— DOCUMENT EXCERPT —
####

This crisis is about millions of people who have been forced from their countries, or have made decisions to flee abject poverty, and need a new country to call home even though many do exclaim they want to return to their country once the war in their homeland stops. Addressing the crisis will require resettling the people on the run. Countries that seem capable of absorbing them, wealth-wise, are experiencing increasing unrest from their own citizens as political anxieties about large-scale immigration that come with the prospect of having to absorb so many cultural and religious strangers keep rising.
For those of who live in those countries, addressing the crisis and solving it means, at this stage, accepting that their communities will look and feel different from how they have in the past. It requires enormous sacrifice for many as they attempt adjusting their vision of how their future communities will look like and what changes will need to be made for a peaceful and respectful coexistence. This is a major “ask” of every government where floods of refugees or migrants are capturing the attention of media and authorities and yet it seems not many governments are addressing that question as equally deserving as dealing with the refugees and migrants.

####

— TASKS AND EXERCISES —
**1)** Reproduce the passage on the refugee and migrant crisis, starting at "For those of" and ending at "refugees and migrants.".
**2)** Translate this sentence from the passage on the refugee and migrant crisis into Spanish: "Addressing the crisis will require resettling the people on the run."
**3)** Continue the passage on the refugee and migrant crisis from its last sentence.
The lines after this point are separate material with no connection to the passage.

— INFORMATION PROVIDED —

####

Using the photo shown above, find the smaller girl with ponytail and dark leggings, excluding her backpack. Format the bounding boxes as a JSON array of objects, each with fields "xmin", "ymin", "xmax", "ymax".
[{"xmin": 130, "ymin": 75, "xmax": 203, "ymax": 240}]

####

— ANSWERS BELOW —
**1)**
For those of who live in those countries, addressing the crisis and solving it means, at this stage, accepting that their communities will look and feel different from how they have in the past. It requires enormous sacrifice for many as they attempt adjusting their vision of how their future communities will look like and what changes will need to be made for a peaceful and respectful coexistence. This is a major “ask” of every government where floods of refugees or migrants are capturing the attention of media and authorities and yet it seems not many governments are addressing that question as equally deserving as dealing with the refugees and migrants.

**2)** Abordar la crisis requerirá reasentar a las personas que están huyendo.

**3)**
There is an emergency European Union summit organized for Sunday 25 October and if it fails to produce a solution to the crisis that is acceptable particularly to the European citizens the coming weeks and months will see another crisis looming: EU states affected will likely start acting on their own with the primary aim to protect their own citizens and without a plan for expansion of refugee intake program. It’s been weeks since EU had delivered a decision to distribute refugees according to set quotas among different member states but this plan, encountering opposition in several countries, has failed to launch.

Refugees and migrants
Dobova, Slovenia, at Croatian border
22 October 2015
Phopto: Reuters

According to Xinhuanet news a draft for the EU emergency summit for Sunday 25 October the countries on the so-called Balkan migratory route (which includes Croatia) would no longer be allowed to transport refugees to neighboring borders without prior agreement with their neighbours. Such a motion is likely to be defeated but if it’s not it will cause enormous unrest in Europe and lead to life-threatening, highly-charged with anger and hatred instability for all: refugees, migrants as well as the domestic population. Ina Vukic, Prof. (Zgb); B.A., M.A.Ps. (Syd)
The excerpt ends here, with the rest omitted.